▸ **Tarea**:
Por favor, transcribe del texto original que aparece más abajo todo lo que va desde "Leí el texto sin" hasta "profesional del periódico.".

▸ **Texto original**:
★ ★ ★ ★ ★
Nada hay más literario que la muerte. Y al revés, no hay nada más ficticio que la narrativa que debemos tejer para superar ese instante de horror y reparar la pérdida

VALÈNCIA. “Tenía 47 años y una sabiduría eterna”. El 31 de agosto, el periódico El País publicó un extenso obituario sobre el periodista Alejandro Bolaños Correa firmado por Tereixa Constenla. Tras la información de rigor de la primera frase, en la que se anunciaba su fallecimiento en el Hospital Gregorio Marañón ese mismo viernes, se colaba en el segundo renglón ese adjetivo, eterna, ligado a una de las virtudes más nobles, la sabiduría. Un adjetivo y una virtud que, en medio de la información pura y dura sobre el origen, los años o la enfermedad del periodista, lograban transportar el texto hacia lo más humano que tiene la muerte: el dolor, la ausencia, el vacío, yo no sé.

La periodista que firmaba la necrológica, Tereixa Constela, era su mujer. Por esa razón, junto a la trayectoria profesional de Bolaños discurrían detalles de su personalidad, anécdotas y sentimientos que escapaban a la mera voluntad informativa. Evidentemente.

Leí el texto sin sentir rubor, que es una de las cosas más difíciles cuando uno lee o uno escribe sobre la muerte de manera tan cercana. Qué difícil mantener el pudor. Un pudor que, sin embargo, permita la cercanía y evite al mismo tiempo el morbo, la desmesura o la vulgaridad. Leí el texto con verdadero placer, con perdón, el mismo placer de las cosas bonitas, las cosas auténticas y las cosas elaboradas con amor. Lo leí con un respeto profundo por el dolor de la autora. Y con una compasión extraña por la ausencia de un hombre al que no conocí, pero al que me imaginaba haciendo y sufriendo el camino de Santiago, comiéndose lo bueno de los dulces sin posponerlo o siendo elegido por sus compañeros como miembro del comité profesional del periódico.

 La muerte o el sufrimiento por la muerte es el asunto humano que mayor empatía produce, y sin embargo, qué difícil resulta no caer en el patetismo de ciertas imágenes, en la sobreactuación o en la mueca desencajada del lenguaje.
★ ★ ★ ★ ★
▸ **Conjunto de datos**:

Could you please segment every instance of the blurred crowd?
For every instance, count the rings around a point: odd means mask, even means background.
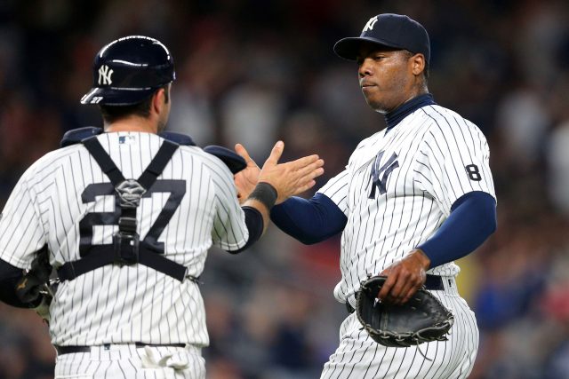
[[[381,12],[425,26],[430,91],[490,143],[498,230],[459,262],[481,331],[471,377],[569,378],[566,0],[0,1],[0,205],[66,130],[101,125],[79,105],[92,58],[132,34],[173,54],[170,130],[200,146],[240,142],[260,162],[282,138],[283,160],[325,160],[322,186],[384,128],[357,66],[332,51]],[[339,241],[304,246],[270,229],[236,257],[210,252],[208,378],[319,377],[347,315],[332,294]],[[0,304],[0,378],[52,377],[55,353],[33,312]]]

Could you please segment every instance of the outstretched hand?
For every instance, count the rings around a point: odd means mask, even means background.
[[[314,179],[324,173],[324,160],[314,154],[278,163],[284,149],[283,141],[276,142],[262,169],[259,169],[245,148],[240,144],[236,145],[236,152],[247,162],[247,167],[235,177],[240,201],[244,201],[259,182],[266,182],[275,187],[278,193],[276,204],[314,186]]]
[[[429,265],[430,259],[425,253],[415,249],[380,273],[388,279],[377,297],[381,301],[395,304],[406,303],[425,284],[426,270]]]
[[[247,167],[235,175],[235,186],[237,188],[237,199],[242,203],[249,197],[249,194],[252,192],[259,182],[259,174],[260,169],[255,163],[249,153],[241,144],[235,146],[235,152],[241,155],[245,160]]]

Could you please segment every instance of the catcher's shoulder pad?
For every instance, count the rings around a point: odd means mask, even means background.
[[[60,142],[60,146],[61,147],[66,147],[71,145],[76,145],[80,143],[84,138],[92,136],[98,136],[102,132],[103,130],[101,128],[97,128],[95,126],[85,126],[84,128],[77,128],[72,130],[68,130],[63,135],[61,142]]]
[[[220,158],[234,175],[247,167],[247,162],[241,155],[227,147],[210,145],[204,147],[204,151]]]

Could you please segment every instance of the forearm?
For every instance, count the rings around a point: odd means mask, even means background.
[[[484,192],[469,193],[453,205],[449,217],[417,249],[437,267],[474,251],[496,230],[496,202]]]
[[[273,207],[270,217],[279,229],[305,244],[337,234],[348,221],[338,206],[322,193],[309,200],[292,197]]]

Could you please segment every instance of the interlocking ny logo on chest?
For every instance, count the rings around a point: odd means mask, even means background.
[[[391,171],[399,167],[399,162],[397,162],[397,154],[393,153],[391,157],[388,159],[388,161],[381,164],[381,158],[383,158],[384,151],[381,151],[375,156],[375,161],[373,164],[372,164],[372,172],[370,172],[370,176],[372,177],[372,190],[370,191],[370,194],[368,198],[375,199],[375,189],[378,188],[380,190],[380,194],[387,193],[387,183],[388,178]],[[380,166],[381,165],[381,166]]]

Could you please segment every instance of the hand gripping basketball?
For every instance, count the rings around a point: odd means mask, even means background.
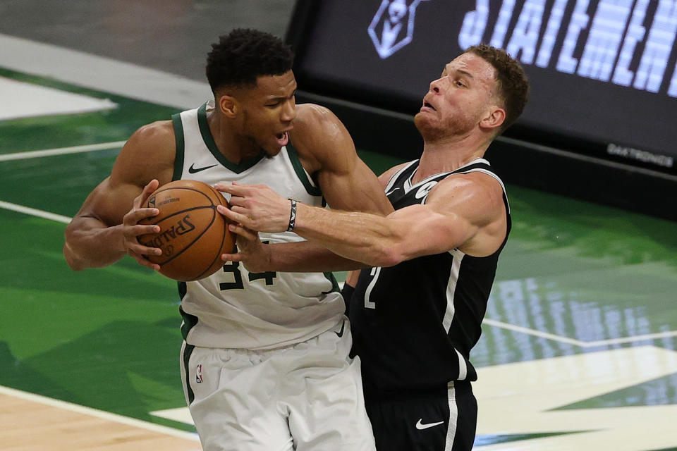
[[[159,266],[160,273],[176,280],[213,274],[223,266],[221,254],[232,252],[235,244],[226,218],[216,211],[219,205],[227,207],[226,199],[202,182],[176,180],[156,190],[142,208],[159,213],[139,224],[159,226],[159,231],[139,236],[138,241],[145,249],[159,248],[162,253],[144,257]]]

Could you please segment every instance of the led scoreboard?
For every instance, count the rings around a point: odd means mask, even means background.
[[[299,4],[288,40],[302,89],[413,115],[444,65],[484,42],[532,85],[507,139],[677,175],[677,0]]]

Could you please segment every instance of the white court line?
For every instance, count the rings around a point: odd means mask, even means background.
[[[102,142],[100,144],[90,144],[83,146],[72,146],[71,147],[61,147],[59,149],[46,149],[44,150],[32,150],[27,152],[16,152],[0,155],[0,161],[11,160],[23,160],[30,158],[39,158],[41,156],[53,156],[54,155],[66,155],[66,154],[80,154],[91,152],[106,149],[122,147],[126,141],[113,141],[111,142]]]
[[[17,205],[16,204],[6,202],[1,200],[0,200],[0,209],[5,209],[6,210],[12,210],[13,211],[24,213],[33,216],[37,216],[38,218],[44,218],[44,219],[49,219],[50,221],[56,221],[58,223],[63,223],[64,224],[70,223],[71,219],[72,219],[72,218],[62,216],[61,215],[56,214],[56,213],[49,213],[49,211],[32,209],[30,206]]]
[[[44,405],[51,406],[59,409],[63,409],[64,410],[68,410],[70,412],[74,412],[78,414],[90,415],[101,419],[116,421],[116,423],[121,423],[128,426],[141,428],[147,431],[152,431],[153,432],[157,432],[162,434],[180,437],[181,438],[185,438],[186,440],[190,440],[195,442],[200,441],[200,439],[197,438],[197,434],[194,433],[181,431],[180,429],[174,429],[173,428],[161,426],[160,424],[155,424],[154,423],[150,423],[150,421],[144,421],[142,420],[136,419],[135,418],[130,418],[129,416],[118,415],[117,414],[111,414],[111,412],[92,409],[92,407],[85,407],[85,406],[81,406],[77,404],[55,400],[54,398],[47,397],[47,396],[42,396],[41,395],[35,395],[35,393],[29,393],[28,392],[16,390],[14,388],[10,388],[9,387],[0,385],[0,394],[8,395],[9,396],[13,396],[15,397],[27,400],[28,401],[33,401],[34,402],[39,402]]]
[[[530,329],[529,328],[522,327],[520,326],[508,324],[508,323],[502,323],[501,321],[497,321],[493,319],[489,319],[487,318],[485,318],[484,321],[482,321],[482,322],[483,324],[488,324],[489,326],[493,326],[494,327],[499,327],[503,329],[513,330],[515,332],[520,332],[522,333],[525,333],[527,335],[534,335],[535,337],[542,337],[543,338],[552,340],[553,341],[559,341],[562,343],[569,343],[570,345],[575,345],[576,346],[580,346],[581,347],[594,347],[595,346],[605,346],[608,345],[620,345],[621,343],[630,343],[635,341],[644,341],[645,340],[656,340],[658,338],[666,338],[668,337],[677,336],[677,330],[667,330],[666,332],[657,332],[656,333],[647,333],[642,335],[633,335],[630,337],[622,337],[621,338],[611,338],[609,340],[599,340],[597,341],[580,341],[580,340],[575,340],[574,338],[568,338],[567,337],[562,337],[561,335],[556,335],[552,333],[548,333],[547,332],[542,332],[540,330]]]
[[[56,221],[58,222],[63,223],[65,224],[69,223],[71,219],[68,216],[62,216],[61,215],[55,214],[54,213],[49,213],[49,211],[43,211],[42,210],[37,210],[36,209],[32,209],[28,206],[23,206],[21,205],[17,205],[16,204],[11,204],[10,202],[5,202],[3,201],[0,201],[0,208],[6,209],[8,210],[13,210],[14,211],[18,211],[19,213],[25,213],[26,214],[38,216],[39,218],[44,218],[45,219],[50,219],[51,221]],[[338,285],[339,285],[339,287],[343,288],[343,283],[339,283]],[[677,330],[668,330],[666,332],[648,333],[642,335],[634,335],[630,337],[623,337],[621,338],[611,338],[609,340],[600,340],[598,341],[586,342],[586,341],[581,341],[580,340],[576,340],[575,338],[569,338],[568,337],[562,337],[561,335],[558,335],[553,333],[548,333],[547,332],[542,332],[541,330],[530,329],[529,328],[522,327],[521,326],[515,326],[514,324],[508,324],[508,323],[503,323],[501,321],[497,321],[496,320],[489,319],[488,318],[485,318],[482,321],[482,324],[487,324],[489,326],[499,327],[502,329],[507,329],[508,330],[520,332],[521,333],[525,333],[527,335],[533,335],[535,337],[541,337],[543,338],[547,338],[548,340],[551,340],[553,341],[558,341],[562,343],[568,343],[570,345],[574,345],[575,346],[580,346],[581,347],[594,347],[595,346],[618,345],[621,343],[631,343],[635,341],[644,341],[645,340],[656,340],[658,338],[666,338],[668,337],[677,336]]]

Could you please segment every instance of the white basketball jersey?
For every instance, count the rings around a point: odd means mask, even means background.
[[[172,116],[173,180],[265,184],[284,197],[322,206],[322,197],[288,145],[272,158],[234,164],[219,152],[207,123],[210,101]],[[226,198],[229,195],[226,195]],[[271,243],[301,241],[291,232],[260,233]],[[179,283],[181,331],[189,345],[272,349],[305,341],[336,326],[344,304],[331,273],[249,273],[238,262],[195,282]]]

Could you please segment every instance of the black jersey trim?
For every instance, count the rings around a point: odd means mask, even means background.
[[[171,175],[171,180],[178,180],[183,175],[183,155],[185,148],[183,138],[183,123],[181,121],[181,113],[171,115],[171,123],[174,128],[174,142],[176,144],[176,153],[174,155],[174,172]]]

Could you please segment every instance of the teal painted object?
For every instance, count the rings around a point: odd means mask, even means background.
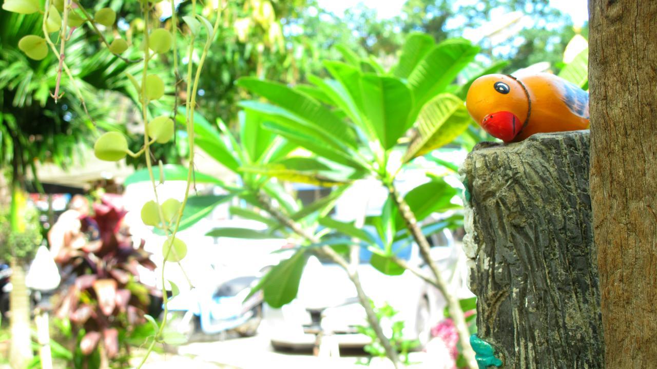
[[[463,178],[463,187],[465,188],[465,191],[463,192],[463,196],[465,197],[465,201],[470,202],[470,191],[468,190],[468,179]]]
[[[495,349],[493,346],[477,337],[476,334],[470,336],[470,345],[474,350],[474,357],[477,359],[479,369],[486,369],[490,366],[502,366],[502,360],[495,357]]]

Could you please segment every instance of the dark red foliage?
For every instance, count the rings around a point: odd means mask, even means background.
[[[114,357],[119,351],[118,330],[144,322],[148,293],[158,295],[159,291],[141,285],[138,267],[152,271],[155,264],[143,240],[133,246],[122,223],[126,211],[121,196],[105,194],[93,210],[93,216],[81,219],[87,242],[62,265],[75,279],[57,315],[85,330],[80,343],[83,353],[95,349],[102,337],[108,356]]]

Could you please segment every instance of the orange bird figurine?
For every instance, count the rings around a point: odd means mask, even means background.
[[[482,76],[470,85],[465,101],[474,121],[505,142],[589,128],[589,93],[548,73]]]

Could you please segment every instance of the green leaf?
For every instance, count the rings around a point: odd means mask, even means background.
[[[408,77],[415,111],[442,92],[478,53],[478,47],[463,39],[445,40],[429,52]]]
[[[308,257],[300,249],[290,259],[281,261],[265,276],[262,290],[269,306],[281,307],[294,299],[299,290],[299,281]]]
[[[187,171],[187,167],[185,166],[177,164],[166,164],[162,166],[162,169],[165,181],[187,180],[187,175],[189,172]],[[153,172],[156,181],[158,181],[160,177],[159,170],[156,167],[153,167]],[[226,185],[225,183],[221,179],[202,173],[194,172],[193,178],[196,183],[215,183],[221,186]],[[148,169],[139,169],[131,174],[125,179],[125,181],[124,182],[124,186],[127,186],[128,185],[139,182],[150,182],[150,175],[148,173]]]
[[[336,221],[330,217],[323,217],[319,219],[319,224],[327,227],[344,233],[350,237],[355,237],[369,244],[376,244],[376,241],[372,235],[363,229],[356,228],[352,223]]]
[[[233,196],[231,194],[189,196],[183,210],[183,217],[180,219],[178,230],[183,230],[194,225],[210,214],[217,206],[230,200]],[[156,234],[166,234],[166,231],[159,228],[154,228],[153,232]]]
[[[238,116],[242,128],[240,133],[242,145],[251,158],[251,162],[257,162],[270,146],[275,136],[271,131],[262,127],[265,117],[259,112],[245,109]]]
[[[415,125],[417,133],[404,162],[451,142],[468,129],[471,120],[462,100],[451,94],[436,96],[420,112]]]
[[[294,87],[294,89],[312,97],[317,101],[321,101],[322,102],[328,105],[334,104],[333,100],[328,97],[328,95],[315,86],[311,86],[309,85],[297,85]]]
[[[404,42],[399,61],[395,66],[394,74],[399,78],[407,78],[417,64],[436,45],[434,37],[426,33],[411,33]]]
[[[158,325],[158,322],[155,321],[154,318],[148,314],[145,314],[144,318],[150,323],[150,325],[153,327],[153,330],[157,332],[160,329],[160,326]]]
[[[299,129],[295,129],[294,124],[269,121],[264,125],[267,129],[280,135],[286,140],[305,148],[316,155],[350,167],[365,168],[361,163],[350,156],[348,151],[336,150],[323,142],[314,139],[311,135],[306,135]]]
[[[456,189],[444,181],[435,180],[415,187],[406,194],[404,200],[420,222],[432,213],[458,208],[458,205],[451,202],[456,194]],[[401,215],[397,213],[395,221],[396,229],[401,229],[404,224]]]
[[[452,163],[451,162],[447,162],[447,160],[443,160],[442,159],[440,159],[440,158],[436,158],[436,156],[434,156],[432,155],[426,156],[426,158],[436,163],[439,165],[442,165],[445,167],[445,168],[451,170],[454,173],[459,173],[459,165],[457,165],[454,163]]]
[[[180,293],[180,289],[171,280],[169,280],[169,284],[171,284],[171,297],[175,297]]]
[[[276,162],[276,164],[284,165],[286,168],[297,171],[330,171],[330,167],[317,159],[293,156]]]
[[[215,228],[206,233],[210,237],[229,237],[231,238],[246,238],[248,240],[267,240],[276,236],[263,231],[250,228],[221,227]]]
[[[334,83],[326,81],[328,86],[340,97],[340,99],[345,100],[346,105],[351,110],[350,118],[352,119],[355,119],[354,123],[358,124],[361,119],[359,112],[362,110],[361,103],[363,101],[360,86],[362,74],[357,68],[340,62],[325,62],[324,66],[342,88],[338,89]],[[313,81],[310,79],[310,81],[315,83],[317,81]]]
[[[263,114],[263,116],[267,118],[264,121],[265,127],[268,123],[276,123],[299,135],[311,137],[312,141],[321,142],[334,150],[343,152],[348,152],[350,150],[350,146],[338,138],[328,135],[317,125],[311,123],[303,118],[292,114],[280,106],[258,101],[242,101],[238,105],[245,109],[256,110]]]
[[[461,100],[465,100],[466,96],[468,95],[468,90],[470,89],[470,86],[472,85],[474,80],[482,76],[486,76],[486,74],[492,74],[493,73],[497,73],[498,72],[504,69],[507,66],[510,64],[508,60],[504,60],[501,62],[497,62],[493,64],[493,65],[489,67],[480,71],[478,73],[475,74],[474,76],[470,77],[468,81],[459,87],[454,95],[457,95],[459,98]]]
[[[578,54],[561,70],[558,76],[579,87],[584,88],[589,81],[589,48]]]
[[[292,214],[290,218],[293,221],[299,221],[308,215],[317,212],[319,213],[320,217],[326,215],[333,208],[333,206],[335,204],[335,202],[338,200],[338,198],[342,196],[342,193],[348,188],[348,186],[345,186],[333,190],[328,196],[323,197],[310,205],[304,206],[301,210]]]
[[[315,125],[325,134],[356,147],[355,134],[351,127],[309,96],[281,83],[252,77],[240,78],[237,84]]]
[[[370,248],[371,250],[374,248]],[[395,263],[390,256],[379,255],[374,252],[372,253],[370,264],[377,271],[389,276],[401,275],[405,271],[399,264]]]
[[[330,98],[332,104],[344,112],[351,121],[360,123],[362,119],[356,102],[340,82],[333,79],[322,79],[311,74],[307,77],[308,81]]]
[[[185,124],[184,114],[176,115],[176,120]],[[229,169],[237,172],[240,164],[237,153],[228,146],[217,129],[199,114],[194,114],[194,133],[196,146]]]
[[[196,17],[201,20],[201,22],[205,25],[206,29],[208,30],[208,39],[212,39],[214,38],[214,28],[212,27],[212,24],[202,15],[197,14],[196,14]]]
[[[363,117],[381,146],[388,150],[409,128],[411,90],[396,78],[367,74],[361,78]],[[412,122],[411,122],[412,123]]]
[[[342,58],[344,58],[346,62],[355,67],[359,67],[360,66],[360,57],[358,56],[357,54],[347,48],[346,45],[338,43],[334,47],[335,47],[336,50],[337,50],[338,52],[342,55]]]
[[[470,311],[470,310],[475,310],[477,309],[477,297],[474,296],[468,297],[467,299],[460,299],[459,300],[459,306],[461,307],[461,310],[463,313]],[[445,307],[443,310],[443,315],[445,318],[451,316],[451,315],[449,314],[449,307]]]
[[[422,234],[429,236],[445,228],[453,229],[460,227],[463,227],[463,215],[462,214],[454,214],[448,218],[442,219],[439,221],[424,225],[422,226],[421,230]],[[395,236],[394,242],[397,242],[411,236],[411,234],[409,232],[409,230],[404,228]]]
[[[168,345],[177,346],[187,343],[187,337],[184,334],[170,330],[165,330],[162,332],[162,341]]]
[[[271,163],[261,166],[247,165],[240,168],[240,171],[246,173],[256,173],[267,177],[274,177],[288,182],[307,183],[324,187],[346,185],[350,182],[346,179],[334,179],[312,171],[306,171],[288,169],[283,164]]]
[[[232,215],[240,217],[240,218],[244,218],[245,219],[250,219],[252,221],[261,222],[270,227],[277,227],[279,224],[277,221],[272,219],[271,218],[261,215],[260,213],[257,213],[253,210],[244,209],[243,207],[231,206],[229,207],[229,211]]]

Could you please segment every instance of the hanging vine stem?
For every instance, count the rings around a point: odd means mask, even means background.
[[[196,1],[193,0],[193,7],[192,7],[194,10],[196,9],[195,5],[196,5]],[[145,124],[146,124],[145,123],[145,122],[147,121],[146,119],[148,118],[147,117],[147,106],[146,106],[146,104],[145,103],[147,102],[146,97],[145,97],[145,96],[146,96],[146,94],[145,94],[145,85],[146,85],[145,81],[146,81],[146,77],[147,76],[147,66],[148,65],[148,9],[147,9],[147,8],[146,7],[147,7],[147,5],[145,5],[145,8],[144,8],[145,12],[145,12],[145,32],[146,33],[145,39],[147,40],[145,41],[146,44],[145,44],[145,49],[146,50],[147,54],[145,54],[145,58],[144,58],[145,68],[144,68],[144,72],[143,72],[143,82],[142,82],[142,91],[141,91],[142,92],[142,96],[143,96],[143,99],[142,99],[143,100],[142,110],[143,110],[143,116],[144,116]],[[205,59],[206,59],[206,57],[207,56],[208,51],[210,49],[210,45],[212,45],[212,41],[214,39],[214,36],[215,36],[215,35],[217,33],[217,30],[219,29],[219,20],[220,20],[220,17],[219,17],[220,12],[221,12],[220,8],[217,7],[217,18],[215,20],[214,25],[213,26],[213,28],[212,29],[212,33],[210,33],[210,34],[208,35],[208,39],[206,41],[205,47],[203,49],[203,53],[201,54],[201,58],[200,58],[200,60],[198,62],[198,66],[196,67],[196,74],[195,74],[195,76],[194,76],[194,77],[193,83],[191,83],[191,76],[192,76],[192,74],[193,74],[193,73],[192,73],[193,72],[192,66],[193,66],[193,64],[192,62],[192,57],[191,56],[192,56],[193,53],[194,51],[193,45],[194,45],[194,41],[195,39],[195,35],[193,33],[192,34],[191,39],[190,39],[189,50],[189,62],[188,67],[187,67],[187,97],[186,104],[185,104],[185,106],[186,106],[185,107],[185,110],[186,110],[186,118],[187,118],[186,119],[187,119],[187,136],[188,136],[189,144],[189,148],[190,148],[190,149],[189,149],[190,150],[190,151],[189,151],[189,165],[188,173],[187,173],[187,186],[186,186],[185,190],[185,197],[183,199],[183,202],[182,202],[182,203],[181,204],[180,209],[178,211],[178,214],[177,214],[177,218],[176,218],[175,226],[175,227],[173,228],[173,231],[172,232],[171,236],[171,238],[172,239],[173,239],[173,238],[175,238],[175,235],[176,235],[176,234],[178,232],[178,228],[179,228],[179,227],[180,226],[180,222],[181,222],[181,220],[182,217],[183,217],[183,210],[185,209],[185,205],[187,204],[187,199],[189,197],[189,190],[191,188],[191,184],[192,184],[192,182],[193,182],[193,172],[194,172],[194,109],[196,108],[196,92],[197,92],[197,91],[198,89],[198,81],[199,81],[199,79],[200,77],[201,71],[203,69],[203,64],[205,62]],[[175,24],[173,24],[173,27],[175,29],[177,27],[177,26]],[[208,30],[208,31],[210,31],[210,30]],[[175,45],[175,39],[174,39],[174,45]],[[174,51],[175,50],[175,49],[174,49]],[[175,60],[175,59],[174,59],[174,60]],[[146,126],[147,127],[148,126],[147,124],[146,125]],[[146,159],[146,160],[147,160],[147,167],[148,168],[148,173],[149,173],[149,175],[150,177],[151,183],[152,183],[152,186],[153,186],[153,190],[155,192],[156,202],[158,204],[158,207],[159,211],[160,213],[160,219],[164,219],[165,218],[164,218],[164,215],[162,214],[162,207],[159,206],[160,202],[159,202],[159,200],[157,198],[157,190],[156,189],[155,177],[154,177],[154,175],[153,173],[152,166],[151,163],[150,163],[150,156],[148,154],[148,153],[150,152],[150,150],[148,148],[148,131],[147,131],[147,130],[145,131],[145,150],[147,152],[147,154],[146,155],[146,157],[147,157],[147,159]],[[150,353],[152,352],[153,349],[155,347],[155,343],[157,343],[158,341],[159,341],[160,339],[161,338],[162,333],[164,332],[164,327],[166,326],[167,315],[168,315],[168,307],[167,307],[167,305],[168,305],[168,296],[167,296],[166,287],[165,284],[164,284],[164,280],[165,280],[165,279],[164,279],[164,267],[166,265],[166,259],[168,258],[170,253],[171,252],[174,252],[174,253],[175,252],[175,250],[173,248],[173,247],[171,247],[172,245],[173,245],[173,242],[170,243],[170,247],[167,249],[166,253],[163,255],[164,258],[163,258],[162,267],[162,300],[163,300],[163,305],[164,306],[164,314],[163,314],[164,318],[162,319],[162,322],[160,324],[160,328],[158,330],[158,332],[156,334],[155,337],[153,337],[152,341],[150,343],[150,344],[148,346],[148,351],[146,352],[146,353],[144,355],[144,357],[142,358],[141,362],[139,363],[139,365],[137,366],[137,369],[141,368],[142,367],[142,366],[144,364],[144,363],[146,362],[146,360],[148,358],[148,356],[150,355]]]
[[[92,18],[91,15],[87,12],[87,10],[84,9],[84,7],[83,7],[82,5],[80,4],[78,0],[72,0],[72,1],[74,3],[75,3],[76,5],[78,5],[78,8],[82,12],[82,14],[84,14],[85,18],[87,18],[87,21],[89,22],[89,24],[91,25],[91,28],[93,28],[93,30],[96,32],[96,34],[98,35],[98,37],[101,37],[101,41],[102,41],[102,43],[105,44],[105,46],[107,47],[107,49],[108,50],[110,49],[110,43],[107,42],[107,39],[106,39],[105,36],[102,35],[102,33],[101,32],[101,30],[98,29],[98,27],[96,26],[96,22],[93,21],[93,18]],[[130,60],[128,59],[127,58],[122,56],[118,54],[114,54],[114,53],[112,53],[112,54],[128,64],[139,63],[142,61],[142,59]]]
[[[48,46],[50,47],[51,50],[55,55],[59,55],[59,69],[57,71],[57,82],[55,87],[55,95],[59,92],[59,85],[62,79],[62,67],[64,68],[64,71],[66,72],[66,76],[68,76],[68,79],[73,85],[73,89],[76,91],[76,95],[78,96],[78,98],[80,99],[80,104],[82,104],[82,108],[84,109],[85,113],[89,119],[93,123],[94,125],[96,125],[96,122],[94,121],[93,119],[91,118],[91,115],[89,114],[89,110],[87,109],[87,104],[84,101],[84,98],[82,97],[82,93],[80,91],[79,87],[78,87],[78,83],[76,80],[73,78],[73,74],[71,73],[71,70],[68,69],[68,66],[66,65],[66,62],[64,60],[64,49],[65,47],[65,40],[66,39],[66,27],[68,26],[68,13],[67,10],[68,7],[70,6],[70,3],[68,0],[64,0],[64,17],[62,19],[62,28],[60,30],[60,37],[62,38],[60,50],[57,51],[57,47],[55,45],[53,40],[50,38],[50,33],[48,33],[47,28],[47,20],[48,15],[50,13],[50,0],[46,0],[45,2],[45,12],[43,13],[43,22],[41,24],[41,28],[43,30],[43,38],[45,39],[46,43]],[[55,98],[55,102],[57,102],[57,98]]]

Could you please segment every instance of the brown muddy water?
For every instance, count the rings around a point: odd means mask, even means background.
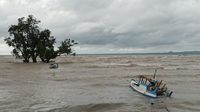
★ ★ ★ ★ ★
▸ **Solución escrita**:
Leí el texto sin sentir rubor, que es una de las cosas más difíciles cuando uno lee o uno escribe sobre la muerte de manera tan cercana. Qué difícil mantener el pudor. Un pudor que, sin embargo, permita la cercanía y evite al mismo tiempo el morbo, la desmesura o la vulgaridad. Leí el texto con verdadero placer, con perdón, el mismo placer de las cosas bonitas, las cosas auténticas y las cosas elaboradas con amor. Lo leí con un respeto profundo por el dolor de la autora. Y con una compasión extraña por la ausencia de un hombre al que no conocí, pero al que me imaginaba haciendo y sufriendo el camino de Santiago, comiéndose lo bueno de los dulces sin posponerlo o siendo elegido por sus compañeros como miembro del comité profesional del periódico.